[Point-per-instance localization data]
==============================

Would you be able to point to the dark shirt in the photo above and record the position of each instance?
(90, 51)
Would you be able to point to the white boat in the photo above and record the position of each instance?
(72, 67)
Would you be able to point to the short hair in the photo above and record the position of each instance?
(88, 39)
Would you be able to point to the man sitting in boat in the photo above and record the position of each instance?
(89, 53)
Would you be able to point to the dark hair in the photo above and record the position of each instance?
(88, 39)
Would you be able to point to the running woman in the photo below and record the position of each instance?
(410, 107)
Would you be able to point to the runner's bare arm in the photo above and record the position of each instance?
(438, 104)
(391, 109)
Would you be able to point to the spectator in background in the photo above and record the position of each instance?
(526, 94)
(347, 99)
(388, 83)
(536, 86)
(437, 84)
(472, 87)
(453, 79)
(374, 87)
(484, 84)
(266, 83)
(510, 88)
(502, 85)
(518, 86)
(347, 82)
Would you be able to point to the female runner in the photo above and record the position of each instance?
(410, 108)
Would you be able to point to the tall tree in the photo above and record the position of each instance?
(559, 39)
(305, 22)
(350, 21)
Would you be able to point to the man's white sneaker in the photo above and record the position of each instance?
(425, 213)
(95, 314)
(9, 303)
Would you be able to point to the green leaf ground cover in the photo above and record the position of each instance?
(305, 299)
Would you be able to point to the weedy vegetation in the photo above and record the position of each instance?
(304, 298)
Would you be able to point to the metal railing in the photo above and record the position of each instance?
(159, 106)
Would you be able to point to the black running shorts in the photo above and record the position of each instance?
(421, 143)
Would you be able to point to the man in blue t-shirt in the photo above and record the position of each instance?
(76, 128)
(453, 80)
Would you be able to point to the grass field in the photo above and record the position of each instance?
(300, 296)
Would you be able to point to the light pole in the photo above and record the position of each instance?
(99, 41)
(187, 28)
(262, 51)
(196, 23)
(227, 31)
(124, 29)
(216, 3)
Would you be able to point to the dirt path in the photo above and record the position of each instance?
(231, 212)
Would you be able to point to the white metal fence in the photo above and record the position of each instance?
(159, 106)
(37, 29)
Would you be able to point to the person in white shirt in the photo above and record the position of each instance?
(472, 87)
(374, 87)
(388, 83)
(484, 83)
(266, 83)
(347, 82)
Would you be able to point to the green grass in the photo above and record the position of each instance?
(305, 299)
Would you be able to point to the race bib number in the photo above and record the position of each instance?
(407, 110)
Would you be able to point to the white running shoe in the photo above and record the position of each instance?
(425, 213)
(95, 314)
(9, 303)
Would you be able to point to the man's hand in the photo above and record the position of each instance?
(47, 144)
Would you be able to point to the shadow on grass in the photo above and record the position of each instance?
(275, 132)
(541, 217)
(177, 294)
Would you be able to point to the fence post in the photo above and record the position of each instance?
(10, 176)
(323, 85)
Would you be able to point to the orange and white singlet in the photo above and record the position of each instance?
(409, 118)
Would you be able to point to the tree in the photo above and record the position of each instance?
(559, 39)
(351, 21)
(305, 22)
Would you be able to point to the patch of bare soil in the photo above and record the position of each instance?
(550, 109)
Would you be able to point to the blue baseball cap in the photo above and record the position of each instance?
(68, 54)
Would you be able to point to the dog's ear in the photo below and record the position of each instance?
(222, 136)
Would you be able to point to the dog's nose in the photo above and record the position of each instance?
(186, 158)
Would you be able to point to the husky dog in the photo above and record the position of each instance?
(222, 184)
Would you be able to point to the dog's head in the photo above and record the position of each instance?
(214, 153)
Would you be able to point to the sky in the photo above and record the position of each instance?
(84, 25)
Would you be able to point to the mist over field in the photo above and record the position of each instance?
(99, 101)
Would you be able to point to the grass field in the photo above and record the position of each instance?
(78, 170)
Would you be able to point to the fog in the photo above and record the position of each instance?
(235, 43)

==============================

# [What to produce]
Every line of the data above is to be repeated exactly.

# [Exercise answer]
Would you be able to point to the dark shirt in the photo above and record the position of each instance?
(90, 51)
Would you be able to point to the white boat in the photo above and record the position of each instance?
(72, 67)
Would you be able to point to the short hair in the photo above and record the position of each instance?
(88, 39)
Would you be able to point to the man sitting in boat in the photo above and record the position of each instance?
(89, 53)
Would you be able to point to the dark hair in the photo above and record the position of each instance?
(88, 39)
Would you be able to point to the running woman in the photo below and record the position of each instance?
(410, 107)
Would you be able to point to the runner's bare arm in the photo above and record the position of each instance?
(438, 104)
(391, 109)
Would you be able to point to the spectator in background in the photo above and record the position of each instance?
(526, 94)
(347, 99)
(388, 83)
(536, 86)
(437, 84)
(472, 87)
(453, 79)
(374, 87)
(484, 84)
(266, 83)
(510, 88)
(502, 85)
(518, 86)
(347, 82)
Would you be able to point to the female runner in the photo above and record the position of each instance?
(410, 108)
Would you be able to point to the tall tree in the photo above and record the position of each instance?
(559, 39)
(305, 22)
(350, 21)
Would you be able to point to the man's white sneaker in the photo above and record the position of each instance?
(425, 213)
(95, 314)
(9, 303)
Would you be able to point to the green leaf ground cover in the photo above and record the position of each instance?
(305, 299)
Would you be able to point to the weedy vegetation in the photo above and record the position of each instance?
(304, 298)
Would you be able to point to the metal railing in the photo above and record the position of each instance?
(159, 106)
Would you be able to point to the black running shorts in the photo above and record the position of each instance?
(421, 143)
Would you be able to point to the man in blue t-shirt in the photo above and record the position of each instance?
(76, 128)
(453, 80)
Would you be able to point to the grass field in the photo above and record the position of each instance?
(300, 296)
Would you be able to point to the light pole in the photo above and record the position of each instance?
(99, 41)
(187, 28)
(262, 51)
(196, 23)
(227, 31)
(124, 29)
(216, 3)
Would you be able to point to the dirt path in the photo above and record the position of each instance?
(231, 212)
Would you be able to point to the white metal fence in the photo above and record the position of each instance?
(159, 106)
(37, 29)
Would you be able to point to the person in white shirt in the photo above and record the position of each instance?
(472, 87)
(374, 87)
(388, 83)
(484, 83)
(266, 83)
(347, 82)
Would you be able to point to the green grass in the photo above and record the position of each instance?
(305, 299)
Would you be able to point to the race bib number in the photo above and record the position of each instance?
(407, 110)
Would you be able to point to the white running shoe in the photo above and record the position of each instance?
(425, 213)
(95, 314)
(9, 303)
Would you be able to point to the man's hand in the photo above and record the position of each instance?
(47, 144)
Would you be able to point to the shadow on grass in the photo above and record the position of each instance?
(275, 132)
(541, 217)
(177, 294)
Would you be able to point to the fence post in the photo above and record the position of each instance?
(10, 176)
(323, 85)
Would you be able to point to the orange and white singlet in the photo above and record the position of each instance?
(409, 118)
Would you be able to point to the tree in the photo above and record the position of each instance?
(559, 39)
(351, 21)
(305, 22)
Would you be able to point to the patch of bare soil in the photo above and record the position of each instance?
(550, 109)
Would you be able to point to the blue baseball cap in the photo above and record the position of each instance?
(68, 54)
Would you be able to point to the dog's ear in the photo below and record the position of each instance?
(222, 136)
Would you be able to point to the dog's nose in the photo above and record the position of each instance?
(186, 158)
Would you be able to point to the husky dog in the photo above and record the position of each instance?
(222, 184)
Would you be able to point to the dog's head in the photo above and record the position of each instance?
(214, 153)
Would you be able to point to the sky in the photo above and record the position of each instance?
(84, 25)
Would you be able to point to the mist over field in the photo above and record the position of each instance?
(99, 101)
Would you be able to point to the grass field in the photo above and record the position of each instance?
(78, 170)
Would you be able to point to the fog in the photo above and record the position of each instance?
(235, 43)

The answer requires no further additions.